Reproduce the records below exactly; no pictures.

[Records for the exercise — start]

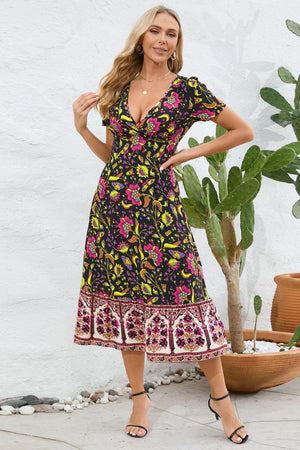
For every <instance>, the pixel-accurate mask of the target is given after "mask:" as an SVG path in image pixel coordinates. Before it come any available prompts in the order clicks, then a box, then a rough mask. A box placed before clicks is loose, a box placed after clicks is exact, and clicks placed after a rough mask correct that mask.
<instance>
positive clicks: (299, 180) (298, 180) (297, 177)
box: [295, 174, 300, 195]
mask: <svg viewBox="0 0 300 450" xmlns="http://www.w3.org/2000/svg"><path fill="white" fill-rule="evenodd" d="M295 188H296V191H297V194H299V195H300V174H299V175H298V176H297V178H296V181H295Z"/></svg>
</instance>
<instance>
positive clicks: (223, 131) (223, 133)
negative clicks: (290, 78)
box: [216, 80, 296, 137]
mask: <svg viewBox="0 0 300 450" xmlns="http://www.w3.org/2000/svg"><path fill="white" fill-rule="evenodd" d="M295 81H296V80H295ZM225 133H227V130H226V128H223V127H221V125H218V124H217V126H216V137H220V136H223V134H225Z"/></svg>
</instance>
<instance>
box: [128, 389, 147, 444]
mask: <svg viewBox="0 0 300 450" xmlns="http://www.w3.org/2000/svg"><path fill="white" fill-rule="evenodd" d="M140 394H147V396H148V398H149V399H150V400H151V398H150V397H149V395H148V392H146V391H141V392H137V393H136V394H130V398H132V397H134V396H135V395H140ZM127 427H138V428H143V429H144V430H145V431H146V433H145V434H143V436H138V435H137V434H130V433H127V434H129V436H131V437H139V438H141V437H145V436H146V434H147V433H148V430H147V428H145V427H143V425H132V424H131V423H128V424H127V425H126V428H127Z"/></svg>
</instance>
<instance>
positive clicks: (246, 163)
mask: <svg viewBox="0 0 300 450" xmlns="http://www.w3.org/2000/svg"><path fill="white" fill-rule="evenodd" d="M259 153H260V148H259V147H258V145H251V147H249V148H248V150H247V152H246V153H245V156H244V158H243V161H242V165H241V169H242V170H248V169H249V168H250V167H251V166H252V164H253V162H254V161H255V160H256V158H257V157H258V155H259Z"/></svg>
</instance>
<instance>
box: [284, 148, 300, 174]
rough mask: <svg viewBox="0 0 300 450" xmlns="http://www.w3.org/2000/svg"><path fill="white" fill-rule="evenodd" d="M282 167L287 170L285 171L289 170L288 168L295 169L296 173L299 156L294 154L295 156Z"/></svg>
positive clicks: (299, 168) (298, 166) (296, 170)
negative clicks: (295, 155)
mask: <svg viewBox="0 0 300 450" xmlns="http://www.w3.org/2000/svg"><path fill="white" fill-rule="evenodd" d="M299 144H300V142H299ZM284 169H285V170H287V172H288V171H289V169H295V170H296V173H297V170H298V169H300V156H296V158H295V159H294V160H293V161H292V162H291V163H290V164H287V165H286V166H285V167H284ZM290 173H293V172H290Z"/></svg>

[Records for the exercise — finish]

# [Problem solution]
For every <instance>, the pixel-accurate mask of the target is given after "mask:" as an SVG path in image pixel coordinates. Before it come any available prompts in the order clicks, then a box, then a rough mask. A box placed before clicks is loose, a box placed after clicks is exact, and clicks placed after a rough mask correct that mask.
<instance>
positive clicks: (299, 180) (298, 180) (297, 177)
box: [295, 174, 300, 195]
mask: <svg viewBox="0 0 300 450" xmlns="http://www.w3.org/2000/svg"><path fill="white" fill-rule="evenodd" d="M295 188H296V191H297V194H299V195H300V174H299V175H298V176H297V178H296V181H295Z"/></svg>
</instance>
<instance>
positive clicks: (223, 131) (223, 133)
negative clicks: (290, 78)
box: [216, 80, 296, 137]
mask: <svg viewBox="0 0 300 450" xmlns="http://www.w3.org/2000/svg"><path fill="white" fill-rule="evenodd" d="M295 81H296V80H295ZM225 133H227V130H226V128H223V127H221V125H218V124H217V126H216V137H220V136H223V134H225Z"/></svg>
</instance>
<instance>
box: [128, 389, 147, 444]
mask: <svg viewBox="0 0 300 450" xmlns="http://www.w3.org/2000/svg"><path fill="white" fill-rule="evenodd" d="M140 394H147V396H148V398H149V399H150V400H151V398H150V397H149V395H148V392H146V391H141V392H137V393H136V394H130V398H132V397H134V396H135V395H140ZM127 427H138V428H143V429H144V430H145V431H146V433H145V434H143V436H138V435H137V434H130V433H127V434H129V436H131V437H139V438H141V437H145V436H146V434H147V433H148V430H147V428H145V427H143V425H132V424H131V423H128V424H127V425H126V428H127Z"/></svg>
</instance>
<instance>
positive clicks: (246, 163)
mask: <svg viewBox="0 0 300 450" xmlns="http://www.w3.org/2000/svg"><path fill="white" fill-rule="evenodd" d="M259 153H260V148H259V147H258V145H251V147H249V148H248V150H247V152H246V153H245V156H244V158H243V161H242V165H241V169H242V170H248V169H249V168H250V167H251V166H252V164H253V162H254V161H255V160H256V158H257V157H258V155H259Z"/></svg>
</instance>
<instance>
box: [284, 148, 300, 174]
rough mask: <svg viewBox="0 0 300 450" xmlns="http://www.w3.org/2000/svg"><path fill="white" fill-rule="evenodd" d="M282 167L287 170L285 171L289 170L288 168L295 169L296 173L299 156L294 154L295 156Z"/></svg>
positive clicks: (299, 168) (298, 166) (296, 170)
negative clicks: (295, 155)
mask: <svg viewBox="0 0 300 450" xmlns="http://www.w3.org/2000/svg"><path fill="white" fill-rule="evenodd" d="M299 144H300V142H299ZM284 169H285V170H287V172H288V171H289V169H295V170H296V173H297V170H298V169H300V156H296V158H295V159H294V160H293V161H292V162H291V163H290V164H287V165H286V166H285V167H284ZM290 173H293V172H290Z"/></svg>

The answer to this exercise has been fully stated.